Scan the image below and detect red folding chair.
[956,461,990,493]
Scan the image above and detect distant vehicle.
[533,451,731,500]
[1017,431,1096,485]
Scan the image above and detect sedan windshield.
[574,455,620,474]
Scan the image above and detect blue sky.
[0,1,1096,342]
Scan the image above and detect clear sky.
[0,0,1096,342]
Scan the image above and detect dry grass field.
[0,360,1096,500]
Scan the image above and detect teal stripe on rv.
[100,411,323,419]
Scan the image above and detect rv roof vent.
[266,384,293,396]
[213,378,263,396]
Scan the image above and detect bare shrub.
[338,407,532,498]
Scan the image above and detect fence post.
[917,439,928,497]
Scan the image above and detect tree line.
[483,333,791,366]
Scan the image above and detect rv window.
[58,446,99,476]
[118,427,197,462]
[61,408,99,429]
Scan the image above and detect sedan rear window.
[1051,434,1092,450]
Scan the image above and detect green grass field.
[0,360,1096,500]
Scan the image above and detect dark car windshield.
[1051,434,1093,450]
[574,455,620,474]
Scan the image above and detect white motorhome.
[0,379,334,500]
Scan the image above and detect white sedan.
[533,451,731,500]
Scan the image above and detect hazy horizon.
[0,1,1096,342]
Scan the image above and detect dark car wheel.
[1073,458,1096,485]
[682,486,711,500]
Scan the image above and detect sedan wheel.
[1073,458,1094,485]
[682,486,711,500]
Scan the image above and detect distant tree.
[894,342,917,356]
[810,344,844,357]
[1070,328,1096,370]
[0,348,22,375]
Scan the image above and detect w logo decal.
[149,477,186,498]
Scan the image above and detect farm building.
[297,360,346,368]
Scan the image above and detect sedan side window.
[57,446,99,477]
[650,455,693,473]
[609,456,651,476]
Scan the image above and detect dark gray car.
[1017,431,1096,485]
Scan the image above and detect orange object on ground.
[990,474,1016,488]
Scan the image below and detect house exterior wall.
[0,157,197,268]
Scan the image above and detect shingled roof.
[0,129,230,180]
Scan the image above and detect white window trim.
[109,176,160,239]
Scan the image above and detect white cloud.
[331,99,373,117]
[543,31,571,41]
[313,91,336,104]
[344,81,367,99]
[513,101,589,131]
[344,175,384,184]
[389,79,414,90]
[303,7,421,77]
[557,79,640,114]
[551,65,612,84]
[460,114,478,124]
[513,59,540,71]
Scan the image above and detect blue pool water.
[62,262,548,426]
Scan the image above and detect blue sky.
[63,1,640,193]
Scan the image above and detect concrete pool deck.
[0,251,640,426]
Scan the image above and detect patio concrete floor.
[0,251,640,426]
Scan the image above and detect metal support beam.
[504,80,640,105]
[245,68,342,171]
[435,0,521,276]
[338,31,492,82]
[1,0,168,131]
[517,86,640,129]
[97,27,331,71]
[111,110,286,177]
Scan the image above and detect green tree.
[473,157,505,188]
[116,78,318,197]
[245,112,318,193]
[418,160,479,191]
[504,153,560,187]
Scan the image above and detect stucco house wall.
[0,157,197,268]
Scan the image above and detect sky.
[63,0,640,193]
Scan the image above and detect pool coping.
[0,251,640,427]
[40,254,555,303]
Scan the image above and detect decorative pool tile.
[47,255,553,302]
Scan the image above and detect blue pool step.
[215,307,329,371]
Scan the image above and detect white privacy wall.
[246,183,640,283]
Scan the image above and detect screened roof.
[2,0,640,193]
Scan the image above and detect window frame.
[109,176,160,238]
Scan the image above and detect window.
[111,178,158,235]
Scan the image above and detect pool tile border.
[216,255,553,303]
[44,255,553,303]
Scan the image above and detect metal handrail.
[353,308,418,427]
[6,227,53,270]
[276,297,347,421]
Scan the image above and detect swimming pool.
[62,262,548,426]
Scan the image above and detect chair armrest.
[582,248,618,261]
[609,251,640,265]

++++++++++

• Directions for this task:
Can you copy every entry above word for word, with no changes?

• Exercise answer:
Scan the image below and detect red folding chair.
[956,461,990,493]
Scan the image above and detect distant vehicle.
[533,451,731,500]
[1017,431,1096,485]
Scan the image above and detect sedan windshield.
[574,455,620,474]
Scan the image above and detect blue sky.
[0,1,1096,342]
Scan the image above and detect clear sky.
[0,0,1096,342]
Scan the image above and detect dry grass field.
[0,360,1096,500]
Scan the image above and detect teal stripe on rv.
[100,411,323,419]
Scan the image above and detect rv roof vent.
[266,384,293,396]
[213,378,263,396]
Scan the image above and detect bare shrub.
[338,407,532,498]
Scan the image above and detect fence post.
[917,439,928,497]
Scan the image above and detect tree line.
[483,333,791,366]
Scan the image above and detect rv window.
[58,446,99,476]
[118,427,197,462]
[61,408,99,429]
Scan the image above and detect sedan rear window.
[1051,434,1092,450]
Scan the image above and detect green grass field.
[0,360,1096,500]
Scan the image above and detect dark car windshield.
[1051,434,1093,450]
[574,455,620,474]
Scan the image above and detect white motorhome.
[0,379,334,500]
Scan the image above and detect white sedan.
[533,451,731,500]
Scan the image above and detect hazy horizon.
[0,1,1096,342]
Scan the image above and detect dark car wheel.
[1073,458,1096,485]
[682,486,711,500]
Scan the image above and detect sedan wheel.
[1073,458,1094,485]
[682,486,711,500]
Scan the image above and detect distant tree.
[894,342,917,356]
[810,344,844,357]
[1070,328,1096,370]
[0,348,22,375]
Scan the image above and detect w logo decal.
[149,477,186,498]
Scan the image above and detect farm building.
[297,360,346,368]
Scan the image above and detect sedan side window.
[57,446,99,477]
[650,455,693,473]
[609,456,651,476]
Scan the image above and detect dark gray car.
[1017,431,1096,485]
Scan the image above and detect orange object on ground.
[990,474,1016,488]
Scan the image below and detect house exterior wall.
[0,157,197,268]
Scan the image above and detect shingled roof.
[0,129,230,180]
Scan the image above and detect white window trim.
[109,176,160,239]
Scan the image above and detect white cloud.
[331,99,373,117]
[543,31,571,41]
[313,91,336,104]
[344,81,367,99]
[513,101,589,131]
[344,175,384,184]
[389,79,414,90]
[303,7,421,77]
[557,79,640,114]
[551,65,612,84]
[460,114,478,124]
[513,59,540,71]
Scan the image above and detect blue pool water.
[62,262,548,426]
Scan the image above and detect blue sky.
[63,1,640,193]
Scan the image above and detect concrete pool deck.
[0,251,640,426]
Scan the image above and detect patio concrete floor.
[0,251,640,426]
Scan the image above and detect metal support beam.
[504,80,640,105]
[245,68,342,171]
[435,0,521,276]
[338,31,492,82]
[1,0,168,131]
[517,86,640,129]
[97,27,331,71]
[111,110,286,177]
Scan the image above and detect green tree.
[473,157,505,188]
[116,78,318,197]
[245,112,318,193]
[418,160,479,191]
[504,153,560,187]
Scan the image above and detect stucco house wall.
[0,157,197,268]
Scan the image above and detect sky.
[63,0,640,193]
Scan the image above and detect pool coping.
[0,251,640,427]
[40,254,555,303]
Scan the image above and detect decorative pool tile.
[47,255,553,302]
Scan the image above and detect blue pool step.
[215,307,329,371]
Scan the image above and detect white privacy wall.
[246,183,640,283]
Scan the image above and detect screened roof.
[2,0,640,193]
Scan the image above and detect window frame.
[109,176,160,238]
Scan the image above and detect window.
[111,178,158,235]
Scan the image above and detect pool tile border.
[216,255,553,303]
[44,255,553,303]
Scan the image above and detect metal handrail.
[353,308,418,427]
[6,227,53,270]
[276,297,347,421]
Scan the image above and detect swimming pool.
[62,262,548,426]
Scan the image above and detect chair armrest.
[582,248,618,261]
[609,251,640,265]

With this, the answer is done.